Begin
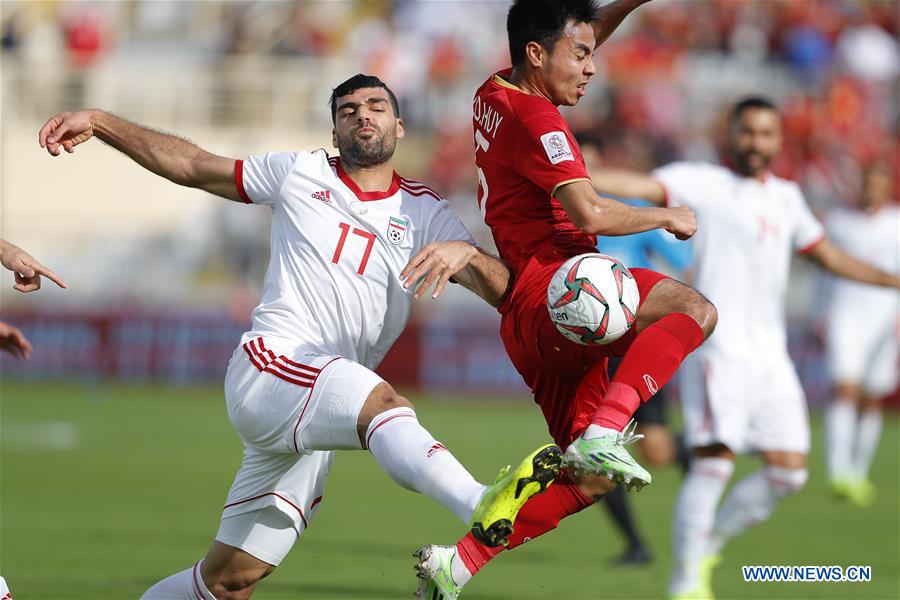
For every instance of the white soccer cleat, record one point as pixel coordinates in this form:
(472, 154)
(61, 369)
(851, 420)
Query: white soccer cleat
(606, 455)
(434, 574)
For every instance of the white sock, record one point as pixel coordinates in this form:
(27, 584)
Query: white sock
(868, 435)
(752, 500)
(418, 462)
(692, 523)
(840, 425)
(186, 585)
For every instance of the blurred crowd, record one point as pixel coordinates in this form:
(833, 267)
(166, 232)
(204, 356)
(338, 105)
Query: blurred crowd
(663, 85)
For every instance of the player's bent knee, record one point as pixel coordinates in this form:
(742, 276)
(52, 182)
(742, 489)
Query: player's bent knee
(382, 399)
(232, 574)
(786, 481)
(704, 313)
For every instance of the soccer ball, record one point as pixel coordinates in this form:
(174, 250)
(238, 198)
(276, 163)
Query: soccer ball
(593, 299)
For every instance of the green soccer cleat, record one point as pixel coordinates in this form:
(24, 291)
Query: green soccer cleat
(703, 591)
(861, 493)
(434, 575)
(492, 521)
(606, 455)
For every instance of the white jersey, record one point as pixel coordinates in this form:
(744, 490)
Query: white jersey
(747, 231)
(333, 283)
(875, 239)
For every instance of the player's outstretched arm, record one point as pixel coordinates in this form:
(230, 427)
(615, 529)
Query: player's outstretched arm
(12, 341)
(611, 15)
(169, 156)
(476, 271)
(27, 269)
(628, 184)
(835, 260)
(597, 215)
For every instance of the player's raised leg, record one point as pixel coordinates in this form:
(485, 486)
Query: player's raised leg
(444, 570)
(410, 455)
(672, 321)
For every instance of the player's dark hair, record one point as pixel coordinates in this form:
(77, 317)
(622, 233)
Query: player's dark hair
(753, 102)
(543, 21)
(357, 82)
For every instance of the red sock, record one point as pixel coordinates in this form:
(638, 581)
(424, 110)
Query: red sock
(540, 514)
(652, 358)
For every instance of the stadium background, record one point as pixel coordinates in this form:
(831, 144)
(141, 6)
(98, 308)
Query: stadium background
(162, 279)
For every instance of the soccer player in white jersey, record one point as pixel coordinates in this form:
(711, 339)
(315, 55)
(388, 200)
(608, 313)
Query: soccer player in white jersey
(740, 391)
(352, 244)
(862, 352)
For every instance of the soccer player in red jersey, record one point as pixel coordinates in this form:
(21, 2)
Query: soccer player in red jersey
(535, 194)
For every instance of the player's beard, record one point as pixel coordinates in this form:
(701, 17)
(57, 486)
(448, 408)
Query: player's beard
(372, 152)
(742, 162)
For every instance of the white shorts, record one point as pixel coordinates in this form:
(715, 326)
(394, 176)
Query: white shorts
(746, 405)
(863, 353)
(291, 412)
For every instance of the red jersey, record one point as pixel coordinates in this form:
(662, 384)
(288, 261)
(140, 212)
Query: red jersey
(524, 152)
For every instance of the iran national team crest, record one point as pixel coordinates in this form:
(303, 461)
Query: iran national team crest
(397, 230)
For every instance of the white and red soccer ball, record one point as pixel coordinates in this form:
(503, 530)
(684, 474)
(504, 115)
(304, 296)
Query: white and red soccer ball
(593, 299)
End
_Your objective_
Copy all of the data above word for word, leaving out the pictures.

_Result below_
For every instance of the white soccer cleat, record one point as pixel coordinates in this form:
(472, 154)
(61, 369)
(851, 420)
Query: white soccer cleat
(606, 455)
(434, 574)
For every instance of the white sock, record one point as pixel coordinates in this form:
(27, 584)
Query: white sock
(868, 435)
(752, 500)
(418, 462)
(692, 523)
(840, 425)
(186, 585)
For every instance of the blurred crowd, record one point as pixel coordinates in this form:
(833, 267)
(166, 232)
(204, 356)
(338, 105)
Query: blurred crowd
(663, 85)
For every instance of the player's bent knee, record one point as pixel coordinates in this form:
(742, 276)
(52, 182)
(742, 489)
Query: player's bent knee
(382, 399)
(232, 574)
(786, 481)
(704, 313)
For every instance of the soccer ball, record one point as pixel coordinates in this form:
(174, 250)
(238, 198)
(276, 163)
Query: soccer ball
(593, 299)
For every instance of the green soccer cleat, record one point as pixel coordinates in this form:
(24, 291)
Query: green soccer cleat
(703, 591)
(861, 493)
(434, 575)
(492, 521)
(606, 455)
For every instance of the white jersey, record one point as pixel coordinates in this form:
(744, 490)
Query: white jersey
(747, 231)
(333, 283)
(875, 239)
For every instance of the player's outstretched arm, record one point as pixel coordinates in this form:
(230, 427)
(615, 529)
Query: player's outstretched arm
(12, 341)
(611, 15)
(169, 156)
(476, 271)
(27, 269)
(628, 184)
(835, 260)
(597, 215)
For every instance of the player's raised leg, record one point as pixel coordinates in this form:
(485, 486)
Query: player's raised leg
(444, 570)
(410, 455)
(672, 321)
For every instance of the player's dark hair, record one point as pixel coordinates in this form:
(77, 317)
(622, 233)
Query: player's dark hair
(753, 102)
(543, 21)
(357, 82)
For every instance of the red sock, record one point as pixel coordinates in this form:
(638, 581)
(424, 110)
Query: red sock
(540, 514)
(652, 358)
For every instance of the stadium background, record one point as pixel coordinates in this form:
(831, 144)
(141, 6)
(98, 308)
Query: stadium background
(162, 279)
For every instance of the soccer player in white jersey, record one point as pixel coordinates in this form:
(711, 339)
(315, 55)
(388, 200)
(608, 313)
Query: soccer player in white jersey
(740, 391)
(352, 244)
(862, 352)
For every instance of the soccer player in red jersey, record one point as pixel coordinates in this form:
(21, 2)
Query: soccer player in red jersey
(535, 194)
For every instance of the player's beard, record one point as pixel coordinates in this form:
(701, 17)
(57, 486)
(448, 408)
Query: player's beard
(372, 152)
(742, 162)
For every instance of the white shorts, record one point as pixel coordinates in this form:
(715, 326)
(394, 176)
Query: white shorts
(746, 405)
(863, 353)
(291, 412)
For every instance of the red jersey, record one point as pixel coordinates in this form:
(662, 384)
(288, 261)
(140, 212)
Query: red jersey
(524, 152)
For every instance of the iran national team crest, record one point as pixel coordinates in this form:
(303, 461)
Query: iran national team crest
(397, 230)
For every instance of the white and red soccer ball, record one point as pixel coordinates in this form:
(503, 530)
(684, 474)
(504, 115)
(304, 296)
Query: white and red soccer ball
(593, 299)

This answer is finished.